#### TASK OBJECTIVE
Print only the lines below from the one with "For each instance of the water, drop" to the one with "For each instance of the banana stem, drop", both included, exactly as they stand. Leave pictures out.

**** GIVEN INFORMATION

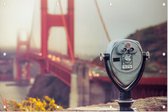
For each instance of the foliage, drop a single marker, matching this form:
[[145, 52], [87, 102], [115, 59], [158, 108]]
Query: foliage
[[33, 104]]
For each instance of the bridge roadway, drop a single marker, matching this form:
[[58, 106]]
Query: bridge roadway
[[62, 68]]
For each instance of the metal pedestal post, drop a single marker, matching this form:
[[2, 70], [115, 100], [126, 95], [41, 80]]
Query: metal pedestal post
[[125, 101]]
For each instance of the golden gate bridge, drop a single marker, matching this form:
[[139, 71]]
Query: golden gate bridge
[[62, 66]]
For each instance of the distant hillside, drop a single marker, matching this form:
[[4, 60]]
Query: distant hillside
[[154, 40]]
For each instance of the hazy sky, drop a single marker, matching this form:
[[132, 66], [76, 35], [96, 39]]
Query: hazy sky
[[122, 17]]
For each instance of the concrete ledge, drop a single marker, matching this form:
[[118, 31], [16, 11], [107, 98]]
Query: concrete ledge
[[146, 104]]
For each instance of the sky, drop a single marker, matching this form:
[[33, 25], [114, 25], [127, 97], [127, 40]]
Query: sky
[[121, 17]]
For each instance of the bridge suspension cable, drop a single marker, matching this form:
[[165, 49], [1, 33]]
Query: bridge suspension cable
[[32, 42], [102, 22]]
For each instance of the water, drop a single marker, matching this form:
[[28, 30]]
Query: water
[[10, 91]]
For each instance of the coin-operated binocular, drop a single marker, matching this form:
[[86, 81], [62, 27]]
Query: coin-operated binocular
[[125, 62]]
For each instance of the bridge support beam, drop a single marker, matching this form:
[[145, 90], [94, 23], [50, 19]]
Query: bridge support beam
[[66, 21], [80, 86]]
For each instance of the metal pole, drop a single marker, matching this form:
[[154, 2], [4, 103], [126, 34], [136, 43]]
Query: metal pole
[[125, 101]]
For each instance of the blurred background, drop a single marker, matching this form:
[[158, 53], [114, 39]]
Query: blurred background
[[52, 47]]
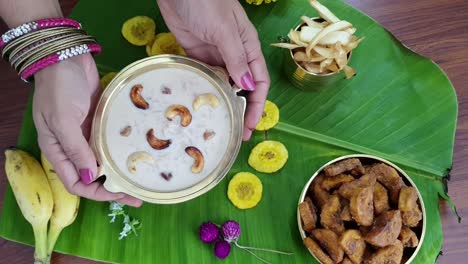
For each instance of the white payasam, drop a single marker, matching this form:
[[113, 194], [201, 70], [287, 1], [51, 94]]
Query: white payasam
[[163, 88]]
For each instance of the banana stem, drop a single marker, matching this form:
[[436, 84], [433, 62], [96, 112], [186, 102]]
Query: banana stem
[[54, 233], [40, 237]]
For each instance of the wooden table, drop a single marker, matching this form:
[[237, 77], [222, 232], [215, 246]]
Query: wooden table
[[437, 29]]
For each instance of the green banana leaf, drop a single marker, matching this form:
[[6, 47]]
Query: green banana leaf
[[400, 107]]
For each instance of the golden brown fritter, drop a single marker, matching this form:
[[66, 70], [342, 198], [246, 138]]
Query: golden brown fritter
[[361, 206], [385, 230], [330, 183], [345, 212], [408, 205], [342, 166], [353, 245], [315, 249], [330, 216], [391, 254], [408, 237], [348, 189], [308, 214], [329, 242], [318, 193], [389, 178], [380, 199]]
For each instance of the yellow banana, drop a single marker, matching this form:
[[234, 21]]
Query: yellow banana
[[33, 194], [65, 205]]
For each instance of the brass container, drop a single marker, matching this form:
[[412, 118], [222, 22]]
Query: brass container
[[116, 180], [305, 80], [406, 178]]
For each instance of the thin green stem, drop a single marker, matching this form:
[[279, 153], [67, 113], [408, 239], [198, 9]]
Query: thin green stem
[[54, 233]]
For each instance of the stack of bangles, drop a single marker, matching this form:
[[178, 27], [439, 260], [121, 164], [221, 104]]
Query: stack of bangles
[[36, 45]]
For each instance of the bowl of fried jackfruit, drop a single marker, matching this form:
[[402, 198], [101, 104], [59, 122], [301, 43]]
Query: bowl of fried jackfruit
[[361, 209]]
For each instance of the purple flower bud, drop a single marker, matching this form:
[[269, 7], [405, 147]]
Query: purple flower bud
[[231, 231], [222, 249], [208, 232]]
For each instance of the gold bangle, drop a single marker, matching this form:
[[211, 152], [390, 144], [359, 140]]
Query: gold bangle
[[51, 48], [58, 49]]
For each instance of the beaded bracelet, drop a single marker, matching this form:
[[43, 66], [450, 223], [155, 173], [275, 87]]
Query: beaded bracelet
[[36, 45], [27, 73], [36, 25]]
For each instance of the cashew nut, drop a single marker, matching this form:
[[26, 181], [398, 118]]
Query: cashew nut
[[205, 99], [155, 142], [209, 134], [198, 159], [137, 157], [125, 132], [179, 110], [137, 99]]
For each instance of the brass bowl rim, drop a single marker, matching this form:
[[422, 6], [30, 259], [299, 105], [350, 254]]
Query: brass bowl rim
[[305, 190], [118, 182]]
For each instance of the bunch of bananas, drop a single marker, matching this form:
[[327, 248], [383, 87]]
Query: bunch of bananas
[[41, 197]]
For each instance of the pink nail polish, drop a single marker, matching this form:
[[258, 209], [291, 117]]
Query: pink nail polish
[[248, 82], [86, 176]]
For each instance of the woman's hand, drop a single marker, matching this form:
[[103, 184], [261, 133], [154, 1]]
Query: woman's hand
[[219, 32], [64, 100]]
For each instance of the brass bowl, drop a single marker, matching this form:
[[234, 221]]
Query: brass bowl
[[402, 173], [117, 180], [305, 80]]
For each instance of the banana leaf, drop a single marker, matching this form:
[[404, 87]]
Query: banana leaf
[[400, 107]]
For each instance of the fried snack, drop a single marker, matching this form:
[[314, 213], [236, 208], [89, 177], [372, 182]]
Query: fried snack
[[166, 43], [408, 205], [268, 156], [408, 237], [139, 30], [270, 117], [330, 216], [329, 241], [245, 190], [106, 79], [330, 183], [361, 206], [385, 230], [391, 254], [342, 166], [308, 214], [345, 212], [320, 195], [315, 249], [353, 245], [380, 199], [347, 190], [389, 178]]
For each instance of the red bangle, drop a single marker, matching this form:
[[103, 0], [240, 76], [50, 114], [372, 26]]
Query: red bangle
[[36, 25], [27, 73]]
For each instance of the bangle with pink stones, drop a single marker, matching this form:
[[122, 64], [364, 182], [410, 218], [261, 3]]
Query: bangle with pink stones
[[36, 45]]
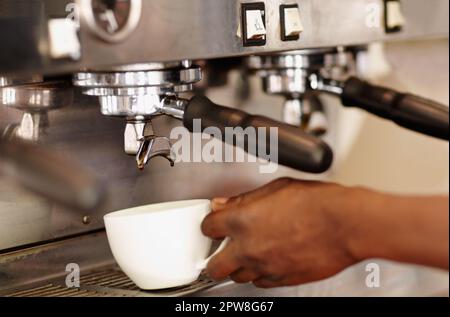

********

#### PROBLEM SOLUTION
For each instance of the water, drop a single marker, matching this form:
[[28, 30]]
Query: water
[[10, 91]]
For each instance of the coin-operated binocular, drop a single marker, matching this form:
[[86, 81], [62, 27]]
Query: coin-operated binocular
[[125, 62]]
For each instance of the bridge support beam, drop a single marker, matching this form:
[[145, 90], [94, 23], [50, 19]]
Query: bridge support beam
[[66, 21], [80, 86]]
For each instance of the metal pole, drop a single marker, matching this form:
[[154, 2], [4, 103], [126, 34], [136, 43]]
Query: metal pole
[[125, 101]]
For each instance of the blurred background, drop a single marker, matching this form:
[[158, 53], [114, 39]]
Query: blurred background
[[52, 47]]
For each instance of the white payasam, drop a single marker, matching this form:
[[113, 194], [201, 70], [287, 1], [51, 94]]
Query: white payasam
[[163, 88]]
For each instance of the banana stem, drop a single marker, matching this form:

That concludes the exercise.